## PROBLEM TO WORK ON
Count the lines in the records below that contain the string "bush", matching case exactly. Reply with the number only.
================
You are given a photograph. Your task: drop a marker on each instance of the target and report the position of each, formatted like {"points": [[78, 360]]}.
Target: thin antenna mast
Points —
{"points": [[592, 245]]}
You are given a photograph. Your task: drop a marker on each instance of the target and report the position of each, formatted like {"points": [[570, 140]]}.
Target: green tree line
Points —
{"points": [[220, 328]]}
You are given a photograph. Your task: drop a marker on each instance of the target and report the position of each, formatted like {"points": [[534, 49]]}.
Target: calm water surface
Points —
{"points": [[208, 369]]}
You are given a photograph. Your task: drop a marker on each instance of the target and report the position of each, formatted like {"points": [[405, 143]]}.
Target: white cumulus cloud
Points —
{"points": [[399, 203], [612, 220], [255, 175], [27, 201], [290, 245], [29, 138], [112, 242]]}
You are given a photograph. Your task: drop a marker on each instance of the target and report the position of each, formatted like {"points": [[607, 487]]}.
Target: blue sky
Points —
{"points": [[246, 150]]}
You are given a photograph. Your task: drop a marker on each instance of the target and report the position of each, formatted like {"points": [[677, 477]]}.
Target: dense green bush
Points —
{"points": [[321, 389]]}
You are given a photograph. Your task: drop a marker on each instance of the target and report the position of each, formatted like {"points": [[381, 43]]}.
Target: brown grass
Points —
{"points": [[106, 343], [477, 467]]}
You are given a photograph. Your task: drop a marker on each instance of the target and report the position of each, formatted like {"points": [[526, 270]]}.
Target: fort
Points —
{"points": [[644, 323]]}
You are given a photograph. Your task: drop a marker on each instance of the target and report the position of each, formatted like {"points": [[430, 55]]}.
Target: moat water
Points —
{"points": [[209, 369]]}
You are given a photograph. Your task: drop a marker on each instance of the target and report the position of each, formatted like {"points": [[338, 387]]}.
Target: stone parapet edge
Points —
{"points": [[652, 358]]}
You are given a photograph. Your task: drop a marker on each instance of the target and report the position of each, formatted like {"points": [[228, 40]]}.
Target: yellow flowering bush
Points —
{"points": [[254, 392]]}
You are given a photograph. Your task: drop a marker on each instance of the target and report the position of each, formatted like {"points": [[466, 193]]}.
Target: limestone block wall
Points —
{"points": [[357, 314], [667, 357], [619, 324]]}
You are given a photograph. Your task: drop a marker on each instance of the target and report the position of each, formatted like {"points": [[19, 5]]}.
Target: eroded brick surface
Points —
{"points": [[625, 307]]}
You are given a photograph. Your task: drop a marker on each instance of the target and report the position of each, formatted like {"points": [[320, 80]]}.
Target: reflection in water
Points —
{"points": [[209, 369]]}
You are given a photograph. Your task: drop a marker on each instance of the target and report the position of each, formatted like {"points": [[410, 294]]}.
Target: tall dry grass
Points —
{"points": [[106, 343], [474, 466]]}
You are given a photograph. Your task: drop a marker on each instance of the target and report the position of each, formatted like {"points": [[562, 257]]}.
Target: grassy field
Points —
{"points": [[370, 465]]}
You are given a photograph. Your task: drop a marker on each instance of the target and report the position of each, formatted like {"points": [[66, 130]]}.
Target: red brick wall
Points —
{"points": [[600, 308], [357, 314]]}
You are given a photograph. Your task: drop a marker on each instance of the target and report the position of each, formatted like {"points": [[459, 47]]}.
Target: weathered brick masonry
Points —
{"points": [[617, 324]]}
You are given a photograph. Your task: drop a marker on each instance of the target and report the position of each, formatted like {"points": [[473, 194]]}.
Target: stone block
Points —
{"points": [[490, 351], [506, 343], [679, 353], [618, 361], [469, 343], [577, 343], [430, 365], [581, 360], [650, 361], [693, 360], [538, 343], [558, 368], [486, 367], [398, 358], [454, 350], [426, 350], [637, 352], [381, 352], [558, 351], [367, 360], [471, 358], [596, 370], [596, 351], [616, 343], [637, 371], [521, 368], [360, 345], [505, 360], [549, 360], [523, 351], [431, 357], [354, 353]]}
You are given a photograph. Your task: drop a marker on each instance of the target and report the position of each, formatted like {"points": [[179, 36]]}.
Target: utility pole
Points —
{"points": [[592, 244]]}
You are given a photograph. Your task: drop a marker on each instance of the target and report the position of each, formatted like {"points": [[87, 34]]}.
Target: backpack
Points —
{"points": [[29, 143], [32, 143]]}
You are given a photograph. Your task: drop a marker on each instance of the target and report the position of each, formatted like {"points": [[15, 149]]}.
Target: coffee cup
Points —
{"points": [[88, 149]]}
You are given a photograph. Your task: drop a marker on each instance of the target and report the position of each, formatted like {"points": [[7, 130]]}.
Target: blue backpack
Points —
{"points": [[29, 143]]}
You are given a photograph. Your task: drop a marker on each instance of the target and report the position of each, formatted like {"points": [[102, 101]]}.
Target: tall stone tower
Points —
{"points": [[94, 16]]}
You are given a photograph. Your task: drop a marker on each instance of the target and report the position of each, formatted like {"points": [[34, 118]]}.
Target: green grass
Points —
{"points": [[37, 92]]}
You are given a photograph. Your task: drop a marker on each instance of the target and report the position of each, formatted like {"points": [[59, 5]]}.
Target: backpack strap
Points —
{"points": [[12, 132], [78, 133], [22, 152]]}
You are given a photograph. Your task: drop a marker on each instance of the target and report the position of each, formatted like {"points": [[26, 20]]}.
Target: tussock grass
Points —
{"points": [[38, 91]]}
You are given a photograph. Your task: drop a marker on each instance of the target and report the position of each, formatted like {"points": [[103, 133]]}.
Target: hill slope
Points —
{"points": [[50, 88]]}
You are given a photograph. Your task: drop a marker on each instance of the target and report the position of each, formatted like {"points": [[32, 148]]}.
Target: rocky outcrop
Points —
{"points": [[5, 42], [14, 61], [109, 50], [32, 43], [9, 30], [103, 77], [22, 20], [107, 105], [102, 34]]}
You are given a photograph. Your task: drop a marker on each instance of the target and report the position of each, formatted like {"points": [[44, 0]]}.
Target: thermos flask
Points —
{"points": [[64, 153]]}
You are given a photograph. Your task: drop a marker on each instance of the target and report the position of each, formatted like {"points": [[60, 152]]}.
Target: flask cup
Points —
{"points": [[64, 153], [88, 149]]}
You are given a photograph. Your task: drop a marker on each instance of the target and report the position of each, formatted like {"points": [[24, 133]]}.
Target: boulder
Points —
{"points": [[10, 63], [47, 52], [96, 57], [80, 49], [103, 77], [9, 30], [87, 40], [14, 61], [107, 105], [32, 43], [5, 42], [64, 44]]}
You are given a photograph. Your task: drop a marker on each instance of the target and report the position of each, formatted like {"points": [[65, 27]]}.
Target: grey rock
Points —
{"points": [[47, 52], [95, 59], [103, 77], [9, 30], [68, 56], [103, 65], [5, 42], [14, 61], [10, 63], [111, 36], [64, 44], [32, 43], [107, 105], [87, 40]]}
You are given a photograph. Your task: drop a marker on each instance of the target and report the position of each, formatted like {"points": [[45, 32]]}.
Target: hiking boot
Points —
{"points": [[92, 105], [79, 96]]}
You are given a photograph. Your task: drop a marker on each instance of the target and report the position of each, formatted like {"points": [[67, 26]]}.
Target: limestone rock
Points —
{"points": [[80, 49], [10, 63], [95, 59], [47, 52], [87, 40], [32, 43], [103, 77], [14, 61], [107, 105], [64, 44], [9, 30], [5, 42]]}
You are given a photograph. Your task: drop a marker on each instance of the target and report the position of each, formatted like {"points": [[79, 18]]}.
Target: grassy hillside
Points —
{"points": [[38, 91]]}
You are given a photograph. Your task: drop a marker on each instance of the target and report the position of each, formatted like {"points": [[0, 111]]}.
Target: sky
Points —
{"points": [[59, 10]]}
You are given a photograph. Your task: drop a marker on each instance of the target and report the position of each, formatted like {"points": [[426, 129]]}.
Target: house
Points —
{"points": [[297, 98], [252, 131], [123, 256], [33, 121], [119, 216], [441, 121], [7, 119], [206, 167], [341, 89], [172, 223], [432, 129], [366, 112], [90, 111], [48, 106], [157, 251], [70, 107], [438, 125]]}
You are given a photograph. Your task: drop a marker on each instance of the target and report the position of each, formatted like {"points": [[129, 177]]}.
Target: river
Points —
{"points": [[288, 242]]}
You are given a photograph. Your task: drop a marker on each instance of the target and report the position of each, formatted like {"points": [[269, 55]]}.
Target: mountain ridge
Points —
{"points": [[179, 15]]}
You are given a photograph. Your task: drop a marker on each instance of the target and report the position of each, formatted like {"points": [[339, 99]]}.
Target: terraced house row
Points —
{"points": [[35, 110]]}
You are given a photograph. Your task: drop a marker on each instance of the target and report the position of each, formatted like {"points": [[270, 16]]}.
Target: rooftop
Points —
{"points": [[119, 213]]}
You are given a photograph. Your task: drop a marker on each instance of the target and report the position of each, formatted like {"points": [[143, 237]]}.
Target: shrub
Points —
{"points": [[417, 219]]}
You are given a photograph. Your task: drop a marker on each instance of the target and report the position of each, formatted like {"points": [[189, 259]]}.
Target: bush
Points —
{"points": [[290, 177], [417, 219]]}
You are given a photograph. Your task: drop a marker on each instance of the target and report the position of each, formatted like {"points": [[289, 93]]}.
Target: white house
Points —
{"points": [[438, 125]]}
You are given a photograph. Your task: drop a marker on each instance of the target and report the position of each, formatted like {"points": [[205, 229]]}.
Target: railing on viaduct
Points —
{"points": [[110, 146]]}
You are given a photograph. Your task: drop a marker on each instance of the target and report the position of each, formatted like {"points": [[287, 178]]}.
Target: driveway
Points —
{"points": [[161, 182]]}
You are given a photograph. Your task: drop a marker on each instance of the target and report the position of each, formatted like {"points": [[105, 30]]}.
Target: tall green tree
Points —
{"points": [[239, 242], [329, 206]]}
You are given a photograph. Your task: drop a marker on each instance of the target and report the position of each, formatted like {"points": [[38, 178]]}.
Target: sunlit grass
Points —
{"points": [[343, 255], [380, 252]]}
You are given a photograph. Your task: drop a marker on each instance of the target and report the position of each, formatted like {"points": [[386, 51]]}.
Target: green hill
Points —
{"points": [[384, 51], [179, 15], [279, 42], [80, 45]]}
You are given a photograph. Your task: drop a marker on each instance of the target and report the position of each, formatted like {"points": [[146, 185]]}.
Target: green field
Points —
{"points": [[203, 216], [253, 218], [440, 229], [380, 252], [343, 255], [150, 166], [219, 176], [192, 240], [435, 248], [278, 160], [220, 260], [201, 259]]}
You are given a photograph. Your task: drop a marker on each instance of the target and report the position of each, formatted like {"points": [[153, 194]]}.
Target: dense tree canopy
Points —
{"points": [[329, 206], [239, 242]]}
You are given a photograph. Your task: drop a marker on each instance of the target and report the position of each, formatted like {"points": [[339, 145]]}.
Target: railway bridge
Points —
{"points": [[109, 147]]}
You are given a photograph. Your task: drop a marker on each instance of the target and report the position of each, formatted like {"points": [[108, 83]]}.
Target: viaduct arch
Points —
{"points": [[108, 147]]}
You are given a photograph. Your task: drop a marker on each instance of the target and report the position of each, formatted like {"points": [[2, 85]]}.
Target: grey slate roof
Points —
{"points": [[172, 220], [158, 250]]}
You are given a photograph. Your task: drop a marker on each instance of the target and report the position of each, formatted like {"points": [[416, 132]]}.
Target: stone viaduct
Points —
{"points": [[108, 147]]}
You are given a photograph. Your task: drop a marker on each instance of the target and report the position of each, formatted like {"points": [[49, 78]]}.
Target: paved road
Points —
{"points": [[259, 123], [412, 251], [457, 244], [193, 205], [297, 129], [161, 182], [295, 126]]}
================
## PROBLEM SOLUTION
3